#### WHAT YOU WILL DO
- A) In the excerpt on data engineering skills, restate the paragraph that begins "Beyond technical skills" as a short bulleted list that keeps its main facts.
- B) From the excerpt on data engineering skills, copy the passage between "- Java, C++, and/or" and "as data scientists?", inclusive.
- C) Extend the excerpt on data engineering skills with the text that would follow its final line.

Some of the skills a data engineer needs include:
- Apache Spark
- Extract/Transform/Load (ETL)
- Amazon Web Services
- Shell scripting
- Distributed ML Platforms: MLib (Spark)
- Parallel Computing for Deep Learning (Tensorflow, GPU Programming)
- Development in Containers (Docker, Rkt)
- Programming in Notebooks (Zeppelin, Jupyter)
- Java, C++, and/or Go and functional languages (Scala, Clojure, Elixir)
- Azure (building out pipelines)
Beyond technical skills, career advancement also requires many soft skills typically possessed by managers in any function: strong communication, team-oriented collaboration, good project management and efficient use of time. Because data engineers are typically asked to fulfil a business need, they must be able to work with a number of data colleagues and operational leaders to determine the objective of any project or initiative.
Here are the most asked questions about working as a data engineer
Do data engineers perform similar work as data scientists?
Not exactly. Engineers focus on making sure the information that will be used to create business insight is accurate, clean and ready for use by data scientists. These two roles may work closely together to ensure the analytical work results in information that business leaders can understand and use to achieve their business goals.
Will I be able to get a job right away as a data engineer after graduating?

#### DATASET CONTENT
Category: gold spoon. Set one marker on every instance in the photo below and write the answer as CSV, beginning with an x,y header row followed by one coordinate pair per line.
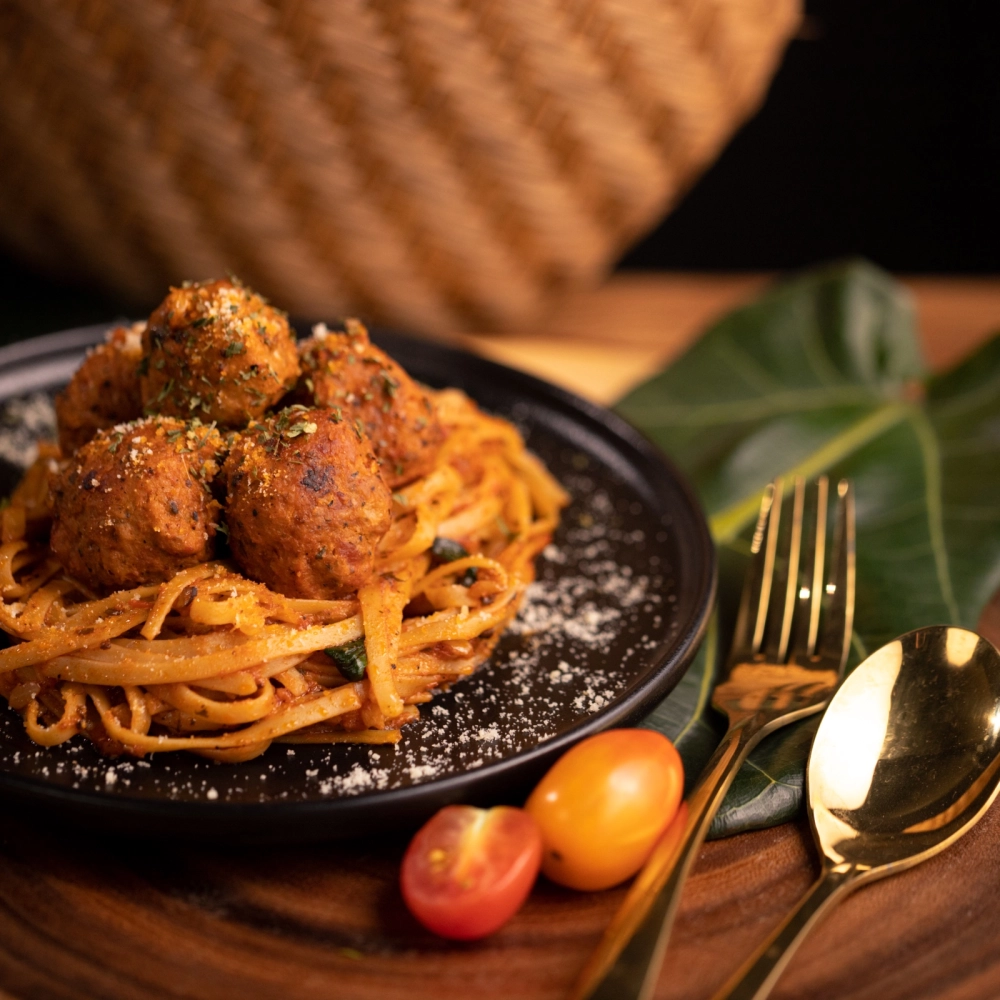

#### RESULTS BY TASK
- A)
- Career advancement requires soft skills as well as technical ones. Managers in any function typically have these skills.
- The skills are strong communication, team-oriented collaboration, good project management and efficient use of time.
- Data engineers are typically asked to fulfil a business need. They must therefore work with data colleagues and operational leaders to determine the objective of a project or initiative.

- B)
- Java, C++, and/or Go and functional languages (Scala, Clojure, Elixir)
- Azure (building out pipelines)
Beyond technical skills, career advancement also requires many soft skills typically possessed by managers in any function: strong communication, team-oriented collaboration, good project management and efficient use of time. Because data engineers are typically asked to fulfil a business need, they must be able to work with a number of data colleagues and operational leaders to determine the objective of any project or initiative.
Here are the most asked questions about working as a data engineer
Do data engineers perform similar work as data scientists?

- C)
Many employers look for candidates with at least a few years of work experience in the field, but with a shortage of data engineers right now, some are recruiting graduates that have strong programming and technology knowledge and problem-solving skills. The best way to get work as a data engineer is to acquire many of the base skills and build on them through additional certification and working on data projects.
Aren’t data engineers simply a subset of computer coders?
Coding is an essential skill that data engineers must possess, but their work is far more complex than just programming. An understanding of data architecture, databases and distributed systems is required. They must be able to identify issues with data sets, develop solutions to address them and integrate the data into the systems that will be used to analyse the numbers.
Is a master’s degree in data engineering required to advance in this field?
Not all companies require their data engineers and scientists to have a master’s, but to acquire a management-level role, it is strongly recommended. There are many strong data experts who work in the field without a postgraduate degree, leveraging their work experience and technology expertise to get ahead in their field. However, a master’s or PhD offers a greater understanding of theories and problem-solving.
Additionally, certification in various tools and technologies can also help advance a career in this field.